Tong Kam was rescued by the foundation in 2011 through a generous donation. She is in her early 40s. She doesn’t like people riding her and because of this she’ s always been used in forestry work (which is much harder for an elephant than a working in the tourist industry). When she was rescued she had a work related injury. In the past she was shy of people – she’s no longer shy and is incredibly gentle. She’s now a lovable fatty and ended up being our favorite elephant at the foundation.
Pheung Wan is an elephant recently obtained by the foundation (although they are still trying to collect enough money to buy her). The owner let them have her early because of a back leg injury which requires care and medication. She’s always been a tourist elephant and doesn’t like having the seat on her back taken off. Which is why it’s almost always on. She’s used to people and, like Tong Kam, is friendly. We spent a long time feeding her watermelons and pineapples.
Lia Tong is a 20-something year old female who previously worked in the tourism industry. Here’s a photo of big Lia Tong.
Boon Mee is the only male elephant and is usually a sweet and gentle giant. So much so that earlier this year poachers broke onto the grounds of the foundation and cut off his tusks. He’s recovered fine however and was in musth when we visited. This means being tied up far from the other elephants.

- _Provided data_:
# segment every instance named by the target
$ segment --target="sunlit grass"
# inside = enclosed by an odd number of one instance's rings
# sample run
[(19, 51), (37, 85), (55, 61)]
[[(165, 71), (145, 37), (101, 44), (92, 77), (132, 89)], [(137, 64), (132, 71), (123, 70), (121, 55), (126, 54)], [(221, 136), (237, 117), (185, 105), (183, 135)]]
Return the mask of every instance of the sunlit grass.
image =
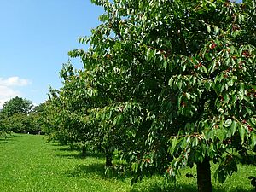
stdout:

- _Task set_:
(A) In the text about the foundation's elephants, why has Tong Kam always been used in forestry work?
(B) Continue the text about the foundation's elephants from the point where it stops.

- _Activity answers_:
(A) She doesn't like people riding her.

(B)
The Elephant walk that didn’t go according to plan
We had an eventful walk with 6 year old Song Kran. Everything was going well; she seemed relaxed and walked step-in-step with her mahout, rubbed herself against a tree, even laid out on the grass. But then she suddenly got very agitated and ran off into the trees, her tail in the air. Her mahout called out to her but Song Kran didn’t listen. We could see her running around back and forth amongst the trees, barking. At least 20 minutes was spent following her, trying to get her to come back…and nothing worked until big Lia Tong came up from the camp, her mahout on her back. Lia Tong cut off the baby elephant, even bellowed at her (which is a very impressive thing to hear from up close). Song Kran was corralled back to camp but it didn’t end there…more bellowing ensued among the elephants. We would later see Will leading Song Kran by the ear back to her enclosure and were impressed by his calmness and control of the situation.
We’ll admit it was a bit scary seeing an elephant running around out of control. We just wanted to make sure we had room to get out of its way. In the end all was fine. As one of the volunteers pointed out, it’s good to be reminded from time to time that elephants are wild animals. What could have triggered the way she acted? It could have been a snake. Nobody knows.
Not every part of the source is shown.